• What the exercise asks: Format the data from the line with "Q: Point to the black" to the line with "x=593, y=476", both included, as a JSON list of strings with one string per line and no blank lines.

►

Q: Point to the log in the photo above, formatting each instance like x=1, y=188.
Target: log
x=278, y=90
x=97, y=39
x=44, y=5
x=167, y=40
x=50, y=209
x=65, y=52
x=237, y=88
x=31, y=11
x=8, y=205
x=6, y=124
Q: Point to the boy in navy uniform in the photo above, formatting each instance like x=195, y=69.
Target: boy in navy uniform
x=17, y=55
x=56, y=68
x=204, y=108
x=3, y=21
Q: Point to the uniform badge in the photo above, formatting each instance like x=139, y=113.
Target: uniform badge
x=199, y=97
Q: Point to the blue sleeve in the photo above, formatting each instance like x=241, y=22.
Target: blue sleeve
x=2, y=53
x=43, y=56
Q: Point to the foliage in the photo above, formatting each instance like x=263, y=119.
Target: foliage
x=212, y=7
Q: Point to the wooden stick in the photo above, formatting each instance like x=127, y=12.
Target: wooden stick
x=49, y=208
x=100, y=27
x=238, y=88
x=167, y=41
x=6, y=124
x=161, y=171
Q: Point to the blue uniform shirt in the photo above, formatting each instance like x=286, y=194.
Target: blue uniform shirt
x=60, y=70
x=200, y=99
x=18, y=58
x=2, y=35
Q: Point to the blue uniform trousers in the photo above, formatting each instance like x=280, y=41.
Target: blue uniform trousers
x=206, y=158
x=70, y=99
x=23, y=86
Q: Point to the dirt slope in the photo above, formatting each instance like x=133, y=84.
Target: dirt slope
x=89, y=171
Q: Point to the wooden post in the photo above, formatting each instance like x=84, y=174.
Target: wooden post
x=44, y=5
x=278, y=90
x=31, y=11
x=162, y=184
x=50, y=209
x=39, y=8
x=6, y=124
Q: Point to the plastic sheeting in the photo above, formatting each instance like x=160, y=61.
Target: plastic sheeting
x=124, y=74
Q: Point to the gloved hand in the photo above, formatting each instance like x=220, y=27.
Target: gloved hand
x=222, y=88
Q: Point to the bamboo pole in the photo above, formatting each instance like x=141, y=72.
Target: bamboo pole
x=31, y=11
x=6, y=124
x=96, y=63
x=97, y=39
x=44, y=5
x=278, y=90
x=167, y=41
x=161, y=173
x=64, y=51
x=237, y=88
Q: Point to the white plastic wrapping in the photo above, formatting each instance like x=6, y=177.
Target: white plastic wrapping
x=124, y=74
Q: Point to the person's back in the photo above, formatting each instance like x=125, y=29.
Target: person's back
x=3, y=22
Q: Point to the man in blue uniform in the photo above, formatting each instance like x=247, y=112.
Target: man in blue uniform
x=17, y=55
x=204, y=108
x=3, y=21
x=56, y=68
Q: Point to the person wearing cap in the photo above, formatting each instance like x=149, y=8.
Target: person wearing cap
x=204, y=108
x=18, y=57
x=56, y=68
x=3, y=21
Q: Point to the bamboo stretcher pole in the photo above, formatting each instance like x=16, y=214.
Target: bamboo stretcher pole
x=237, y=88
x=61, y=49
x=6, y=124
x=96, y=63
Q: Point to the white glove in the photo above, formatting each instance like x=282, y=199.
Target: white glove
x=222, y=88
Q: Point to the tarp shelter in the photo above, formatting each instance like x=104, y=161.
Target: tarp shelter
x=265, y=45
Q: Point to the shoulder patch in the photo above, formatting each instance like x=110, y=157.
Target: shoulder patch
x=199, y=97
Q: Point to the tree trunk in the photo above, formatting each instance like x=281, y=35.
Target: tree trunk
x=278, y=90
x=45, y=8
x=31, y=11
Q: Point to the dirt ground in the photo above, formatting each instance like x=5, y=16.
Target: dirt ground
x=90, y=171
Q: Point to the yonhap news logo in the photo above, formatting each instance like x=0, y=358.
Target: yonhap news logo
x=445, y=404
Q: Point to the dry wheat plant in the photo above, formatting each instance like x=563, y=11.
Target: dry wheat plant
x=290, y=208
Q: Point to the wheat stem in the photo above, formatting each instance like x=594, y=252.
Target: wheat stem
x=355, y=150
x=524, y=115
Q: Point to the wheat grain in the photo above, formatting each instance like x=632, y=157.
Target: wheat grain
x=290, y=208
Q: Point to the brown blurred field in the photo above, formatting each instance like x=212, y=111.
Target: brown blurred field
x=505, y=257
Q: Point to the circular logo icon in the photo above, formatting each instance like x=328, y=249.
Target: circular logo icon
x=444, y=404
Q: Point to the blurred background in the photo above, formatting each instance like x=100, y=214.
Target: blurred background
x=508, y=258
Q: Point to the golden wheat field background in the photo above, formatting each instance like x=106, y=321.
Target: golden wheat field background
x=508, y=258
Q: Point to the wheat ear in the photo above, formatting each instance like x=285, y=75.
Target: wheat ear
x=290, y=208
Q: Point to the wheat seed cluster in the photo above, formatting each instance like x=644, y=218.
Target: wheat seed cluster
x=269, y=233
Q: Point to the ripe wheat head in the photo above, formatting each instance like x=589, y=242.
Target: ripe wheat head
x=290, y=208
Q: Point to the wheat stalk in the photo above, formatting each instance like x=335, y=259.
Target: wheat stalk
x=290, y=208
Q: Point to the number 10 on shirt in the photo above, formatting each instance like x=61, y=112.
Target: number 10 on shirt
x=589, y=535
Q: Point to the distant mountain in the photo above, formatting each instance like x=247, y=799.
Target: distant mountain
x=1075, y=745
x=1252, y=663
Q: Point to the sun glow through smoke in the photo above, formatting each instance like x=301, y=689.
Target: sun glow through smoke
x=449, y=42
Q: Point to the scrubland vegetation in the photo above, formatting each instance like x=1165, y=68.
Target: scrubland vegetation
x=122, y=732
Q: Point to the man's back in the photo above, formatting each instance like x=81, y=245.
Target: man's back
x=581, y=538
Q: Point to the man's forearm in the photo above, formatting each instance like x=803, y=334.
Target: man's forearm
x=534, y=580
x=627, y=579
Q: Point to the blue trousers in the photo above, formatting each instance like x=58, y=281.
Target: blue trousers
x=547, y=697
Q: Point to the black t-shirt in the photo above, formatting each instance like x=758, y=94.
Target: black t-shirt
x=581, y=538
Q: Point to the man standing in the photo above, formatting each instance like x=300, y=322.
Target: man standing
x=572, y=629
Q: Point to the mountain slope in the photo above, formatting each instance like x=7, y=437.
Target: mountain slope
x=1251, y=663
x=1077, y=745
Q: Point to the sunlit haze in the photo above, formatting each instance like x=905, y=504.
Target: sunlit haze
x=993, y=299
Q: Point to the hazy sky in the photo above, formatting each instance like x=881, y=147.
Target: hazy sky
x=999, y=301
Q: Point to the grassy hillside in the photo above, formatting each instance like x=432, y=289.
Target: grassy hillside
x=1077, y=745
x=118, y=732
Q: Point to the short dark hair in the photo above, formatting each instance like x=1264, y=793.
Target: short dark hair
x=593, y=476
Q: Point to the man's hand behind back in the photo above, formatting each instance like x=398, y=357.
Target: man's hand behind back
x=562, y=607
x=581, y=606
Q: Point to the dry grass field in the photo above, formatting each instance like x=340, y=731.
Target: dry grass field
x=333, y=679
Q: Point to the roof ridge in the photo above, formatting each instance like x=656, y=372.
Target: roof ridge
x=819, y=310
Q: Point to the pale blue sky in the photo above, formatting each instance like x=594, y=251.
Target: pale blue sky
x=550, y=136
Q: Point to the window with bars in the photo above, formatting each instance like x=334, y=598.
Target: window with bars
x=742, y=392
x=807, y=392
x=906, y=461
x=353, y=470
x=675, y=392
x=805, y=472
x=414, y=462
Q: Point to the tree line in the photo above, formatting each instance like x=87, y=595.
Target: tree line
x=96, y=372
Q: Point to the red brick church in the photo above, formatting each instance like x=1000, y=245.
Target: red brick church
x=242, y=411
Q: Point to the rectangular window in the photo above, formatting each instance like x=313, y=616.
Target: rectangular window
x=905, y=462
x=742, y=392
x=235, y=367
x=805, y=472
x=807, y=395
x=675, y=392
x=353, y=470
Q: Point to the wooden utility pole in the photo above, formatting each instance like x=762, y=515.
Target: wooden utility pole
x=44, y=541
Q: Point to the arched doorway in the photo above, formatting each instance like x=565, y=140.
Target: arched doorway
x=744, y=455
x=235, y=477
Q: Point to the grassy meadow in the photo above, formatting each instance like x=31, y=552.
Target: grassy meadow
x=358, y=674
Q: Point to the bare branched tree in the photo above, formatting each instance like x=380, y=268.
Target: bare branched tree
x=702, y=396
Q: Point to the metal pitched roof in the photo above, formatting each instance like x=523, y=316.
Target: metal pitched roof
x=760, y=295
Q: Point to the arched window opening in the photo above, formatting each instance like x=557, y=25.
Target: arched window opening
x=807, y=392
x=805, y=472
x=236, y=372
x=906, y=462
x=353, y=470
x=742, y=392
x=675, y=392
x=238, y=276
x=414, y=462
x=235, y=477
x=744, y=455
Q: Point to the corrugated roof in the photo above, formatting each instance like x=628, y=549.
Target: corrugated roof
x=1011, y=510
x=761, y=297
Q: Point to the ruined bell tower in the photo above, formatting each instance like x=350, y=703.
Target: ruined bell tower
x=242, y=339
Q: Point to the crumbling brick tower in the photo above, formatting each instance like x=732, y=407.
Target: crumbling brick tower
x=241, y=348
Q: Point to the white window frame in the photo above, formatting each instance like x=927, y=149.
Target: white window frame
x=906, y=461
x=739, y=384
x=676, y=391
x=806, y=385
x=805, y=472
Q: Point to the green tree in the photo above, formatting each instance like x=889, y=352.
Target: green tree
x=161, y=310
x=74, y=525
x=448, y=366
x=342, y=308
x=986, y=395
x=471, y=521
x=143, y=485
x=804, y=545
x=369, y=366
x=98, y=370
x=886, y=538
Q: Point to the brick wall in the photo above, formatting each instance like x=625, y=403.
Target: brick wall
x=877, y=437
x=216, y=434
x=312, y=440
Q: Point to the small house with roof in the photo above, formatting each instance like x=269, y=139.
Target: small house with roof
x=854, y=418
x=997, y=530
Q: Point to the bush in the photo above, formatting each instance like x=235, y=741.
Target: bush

◄

• Reply to the exercise:
[
  "Q: Point to the black t-shirt in the photo above, formatting each instance like x=758, y=94.",
  "Target: black t-shirt",
  "x=581, y=538",
  "Q: Point to the man standing in the photo above, formatting each instance like x=300, y=322.",
  "Target: man standing",
  "x=572, y=629",
  "Q: Point to the mountain slope in the photo above, formatting each instance like x=7, y=437.",
  "Target: mountain slope",
  "x=1251, y=663",
  "x=1077, y=745",
  "Q: Point to the sunlit haze in the photo above, formatting each instance like x=905, y=504.",
  "Target: sunlit haze",
  "x=993, y=299",
  "Q: Point to the hazy sky in the photo above, formatting each instance like x=881, y=147.",
  "Target: hazy sky",
  "x=999, y=301",
  "Q: Point to the grassy hillside in the photo above, formatting each instance like x=432, y=289.",
  "Target: grassy hillside",
  "x=1077, y=745",
  "x=118, y=732",
  "Q: Point to the short dark hair in the photo above, formatting each instance like x=1264, y=793.",
  "Target: short dark hair",
  "x=593, y=476"
]